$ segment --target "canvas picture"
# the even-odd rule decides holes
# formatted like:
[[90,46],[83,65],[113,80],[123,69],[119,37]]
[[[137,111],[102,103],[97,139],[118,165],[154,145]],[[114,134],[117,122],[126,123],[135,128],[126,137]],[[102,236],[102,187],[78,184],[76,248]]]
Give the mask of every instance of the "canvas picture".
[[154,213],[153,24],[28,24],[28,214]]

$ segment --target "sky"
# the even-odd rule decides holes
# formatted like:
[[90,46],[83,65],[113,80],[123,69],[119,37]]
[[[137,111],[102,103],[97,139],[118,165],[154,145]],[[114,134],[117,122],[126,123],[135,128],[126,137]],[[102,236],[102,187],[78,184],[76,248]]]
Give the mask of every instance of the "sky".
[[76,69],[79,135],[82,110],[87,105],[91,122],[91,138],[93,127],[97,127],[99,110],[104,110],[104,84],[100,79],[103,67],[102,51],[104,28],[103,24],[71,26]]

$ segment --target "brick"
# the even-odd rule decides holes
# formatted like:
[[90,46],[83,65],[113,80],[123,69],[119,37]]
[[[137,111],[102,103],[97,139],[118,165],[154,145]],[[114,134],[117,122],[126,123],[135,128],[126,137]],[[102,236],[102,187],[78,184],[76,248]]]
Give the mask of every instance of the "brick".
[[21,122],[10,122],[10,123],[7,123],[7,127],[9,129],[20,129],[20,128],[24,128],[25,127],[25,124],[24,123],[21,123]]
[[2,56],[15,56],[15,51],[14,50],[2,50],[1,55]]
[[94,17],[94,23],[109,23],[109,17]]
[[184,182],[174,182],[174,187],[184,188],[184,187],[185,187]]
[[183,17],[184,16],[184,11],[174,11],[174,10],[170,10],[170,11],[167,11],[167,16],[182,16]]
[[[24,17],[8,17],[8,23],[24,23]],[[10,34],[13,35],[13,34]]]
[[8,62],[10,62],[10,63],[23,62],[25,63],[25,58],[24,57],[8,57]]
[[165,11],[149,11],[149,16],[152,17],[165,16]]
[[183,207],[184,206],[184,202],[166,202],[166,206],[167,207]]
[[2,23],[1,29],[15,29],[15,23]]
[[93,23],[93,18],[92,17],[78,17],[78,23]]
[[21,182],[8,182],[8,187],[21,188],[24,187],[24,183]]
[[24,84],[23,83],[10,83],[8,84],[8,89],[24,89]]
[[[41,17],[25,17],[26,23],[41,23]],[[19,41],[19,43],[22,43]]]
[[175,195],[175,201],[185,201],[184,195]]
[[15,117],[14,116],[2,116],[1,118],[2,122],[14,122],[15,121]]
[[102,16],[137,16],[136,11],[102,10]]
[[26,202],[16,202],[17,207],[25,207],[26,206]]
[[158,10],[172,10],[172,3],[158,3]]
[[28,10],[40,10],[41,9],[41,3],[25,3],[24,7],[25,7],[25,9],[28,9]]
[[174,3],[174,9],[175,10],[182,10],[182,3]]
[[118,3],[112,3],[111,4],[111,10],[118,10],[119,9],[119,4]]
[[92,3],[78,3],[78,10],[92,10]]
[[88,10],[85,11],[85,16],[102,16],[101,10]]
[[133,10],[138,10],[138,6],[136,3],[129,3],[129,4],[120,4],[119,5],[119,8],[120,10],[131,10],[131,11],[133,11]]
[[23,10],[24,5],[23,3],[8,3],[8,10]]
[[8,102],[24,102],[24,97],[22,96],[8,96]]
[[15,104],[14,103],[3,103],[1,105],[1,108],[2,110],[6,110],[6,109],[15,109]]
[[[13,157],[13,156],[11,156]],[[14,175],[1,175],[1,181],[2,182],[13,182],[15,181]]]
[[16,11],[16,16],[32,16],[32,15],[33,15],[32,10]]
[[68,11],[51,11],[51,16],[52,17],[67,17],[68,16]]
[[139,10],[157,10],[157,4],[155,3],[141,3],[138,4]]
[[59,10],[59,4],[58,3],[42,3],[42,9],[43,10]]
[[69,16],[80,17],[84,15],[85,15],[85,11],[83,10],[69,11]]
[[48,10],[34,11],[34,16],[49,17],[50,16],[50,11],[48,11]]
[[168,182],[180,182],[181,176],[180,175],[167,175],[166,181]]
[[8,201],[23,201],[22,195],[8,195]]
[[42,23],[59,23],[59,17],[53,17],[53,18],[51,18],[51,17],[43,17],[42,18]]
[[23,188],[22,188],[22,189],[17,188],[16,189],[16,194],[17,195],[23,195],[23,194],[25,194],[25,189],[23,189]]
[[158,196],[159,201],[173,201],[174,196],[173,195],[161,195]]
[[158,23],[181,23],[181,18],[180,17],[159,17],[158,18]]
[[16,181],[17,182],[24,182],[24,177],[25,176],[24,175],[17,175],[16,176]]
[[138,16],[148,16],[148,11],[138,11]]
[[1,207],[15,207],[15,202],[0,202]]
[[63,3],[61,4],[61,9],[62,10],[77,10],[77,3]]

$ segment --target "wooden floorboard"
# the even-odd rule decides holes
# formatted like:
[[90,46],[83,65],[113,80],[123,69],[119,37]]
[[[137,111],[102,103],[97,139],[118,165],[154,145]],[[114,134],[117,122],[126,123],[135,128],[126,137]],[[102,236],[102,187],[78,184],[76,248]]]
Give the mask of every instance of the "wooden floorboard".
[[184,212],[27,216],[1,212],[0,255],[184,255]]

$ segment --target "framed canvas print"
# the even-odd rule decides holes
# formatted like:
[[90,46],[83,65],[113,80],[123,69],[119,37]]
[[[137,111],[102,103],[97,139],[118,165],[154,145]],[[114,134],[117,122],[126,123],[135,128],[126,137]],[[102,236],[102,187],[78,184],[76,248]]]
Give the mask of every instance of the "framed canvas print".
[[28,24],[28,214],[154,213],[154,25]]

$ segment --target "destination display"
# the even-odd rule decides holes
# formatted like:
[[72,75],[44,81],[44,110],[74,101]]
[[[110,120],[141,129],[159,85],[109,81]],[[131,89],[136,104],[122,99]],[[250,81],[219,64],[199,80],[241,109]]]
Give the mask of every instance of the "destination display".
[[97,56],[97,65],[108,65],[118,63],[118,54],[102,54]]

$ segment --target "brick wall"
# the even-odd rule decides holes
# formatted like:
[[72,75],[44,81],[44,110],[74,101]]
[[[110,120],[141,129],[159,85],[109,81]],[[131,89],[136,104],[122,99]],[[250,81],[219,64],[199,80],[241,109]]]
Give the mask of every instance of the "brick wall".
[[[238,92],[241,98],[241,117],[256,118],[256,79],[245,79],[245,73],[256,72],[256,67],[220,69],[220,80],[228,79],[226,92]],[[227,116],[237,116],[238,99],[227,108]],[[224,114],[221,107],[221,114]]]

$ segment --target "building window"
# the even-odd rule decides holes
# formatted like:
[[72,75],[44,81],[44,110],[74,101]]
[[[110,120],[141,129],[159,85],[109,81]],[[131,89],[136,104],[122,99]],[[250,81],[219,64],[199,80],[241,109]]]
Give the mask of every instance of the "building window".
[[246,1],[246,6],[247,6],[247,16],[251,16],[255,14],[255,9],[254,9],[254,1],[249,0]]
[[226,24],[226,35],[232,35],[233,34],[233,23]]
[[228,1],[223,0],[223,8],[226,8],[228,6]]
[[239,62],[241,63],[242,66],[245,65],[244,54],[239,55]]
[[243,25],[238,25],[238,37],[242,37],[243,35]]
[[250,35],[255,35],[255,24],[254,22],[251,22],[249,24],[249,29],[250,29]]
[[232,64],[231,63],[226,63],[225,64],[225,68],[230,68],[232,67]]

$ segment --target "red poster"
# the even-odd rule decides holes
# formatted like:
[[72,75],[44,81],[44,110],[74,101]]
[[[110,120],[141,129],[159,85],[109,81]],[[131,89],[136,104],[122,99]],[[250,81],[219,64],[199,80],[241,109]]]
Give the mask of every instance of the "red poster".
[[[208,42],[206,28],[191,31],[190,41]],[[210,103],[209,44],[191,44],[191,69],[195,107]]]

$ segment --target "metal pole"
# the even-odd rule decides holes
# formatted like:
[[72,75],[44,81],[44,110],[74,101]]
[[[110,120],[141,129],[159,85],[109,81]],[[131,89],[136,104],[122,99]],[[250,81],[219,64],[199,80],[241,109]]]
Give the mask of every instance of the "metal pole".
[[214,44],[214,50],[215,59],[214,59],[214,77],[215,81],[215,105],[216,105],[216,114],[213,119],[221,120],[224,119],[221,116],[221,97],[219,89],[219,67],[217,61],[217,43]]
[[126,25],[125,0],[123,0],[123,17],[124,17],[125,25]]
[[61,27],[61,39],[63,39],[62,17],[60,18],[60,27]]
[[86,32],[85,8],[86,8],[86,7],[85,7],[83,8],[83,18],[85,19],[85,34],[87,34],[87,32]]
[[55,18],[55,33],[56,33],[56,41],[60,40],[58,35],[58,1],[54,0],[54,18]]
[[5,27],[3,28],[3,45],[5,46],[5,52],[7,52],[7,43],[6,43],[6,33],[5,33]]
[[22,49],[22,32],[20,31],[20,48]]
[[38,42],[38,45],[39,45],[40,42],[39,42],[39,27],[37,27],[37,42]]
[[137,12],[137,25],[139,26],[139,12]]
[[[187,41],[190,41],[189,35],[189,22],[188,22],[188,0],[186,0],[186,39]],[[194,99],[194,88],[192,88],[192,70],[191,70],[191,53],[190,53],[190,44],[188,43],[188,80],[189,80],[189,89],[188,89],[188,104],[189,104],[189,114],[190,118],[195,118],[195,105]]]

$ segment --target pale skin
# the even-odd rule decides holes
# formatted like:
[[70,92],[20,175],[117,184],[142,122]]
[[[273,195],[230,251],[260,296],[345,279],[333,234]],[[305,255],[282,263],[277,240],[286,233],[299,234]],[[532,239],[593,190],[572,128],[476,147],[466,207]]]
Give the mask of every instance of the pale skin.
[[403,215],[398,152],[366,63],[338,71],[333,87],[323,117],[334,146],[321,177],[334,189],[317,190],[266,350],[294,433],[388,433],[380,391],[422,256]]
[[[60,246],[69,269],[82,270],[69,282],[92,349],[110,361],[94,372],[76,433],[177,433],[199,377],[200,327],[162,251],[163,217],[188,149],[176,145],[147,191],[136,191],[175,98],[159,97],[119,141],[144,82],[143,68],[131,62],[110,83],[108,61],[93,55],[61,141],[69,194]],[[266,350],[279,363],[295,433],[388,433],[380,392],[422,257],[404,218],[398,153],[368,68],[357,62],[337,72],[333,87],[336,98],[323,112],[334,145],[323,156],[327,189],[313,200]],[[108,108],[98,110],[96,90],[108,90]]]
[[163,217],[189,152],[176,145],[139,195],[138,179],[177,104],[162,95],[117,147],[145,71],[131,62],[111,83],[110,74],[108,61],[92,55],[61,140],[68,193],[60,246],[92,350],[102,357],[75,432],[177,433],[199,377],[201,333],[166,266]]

------

- What is needed
Starting at the line that has "--target pale skin" and stopping after the line that has "Give the mask of every instance of the pale", reproduce only those lines of the data, changing "pale skin" to "fair skin" and leaving everything else as it is.

- Exercise result
$ segment --target fair skin
# the even-odd rule decides holes
# formatted like:
[[70,92],[20,175],[117,184],[142,122]]
[[[273,195],[230,251],[260,296],[345,279],[333,234]],[[305,255],[282,263],[277,240],[286,233],[299,234]],[[532,239],[593,190],[572,128],[476,147],[466,207]]]
Give the mask of every instance of the fair skin.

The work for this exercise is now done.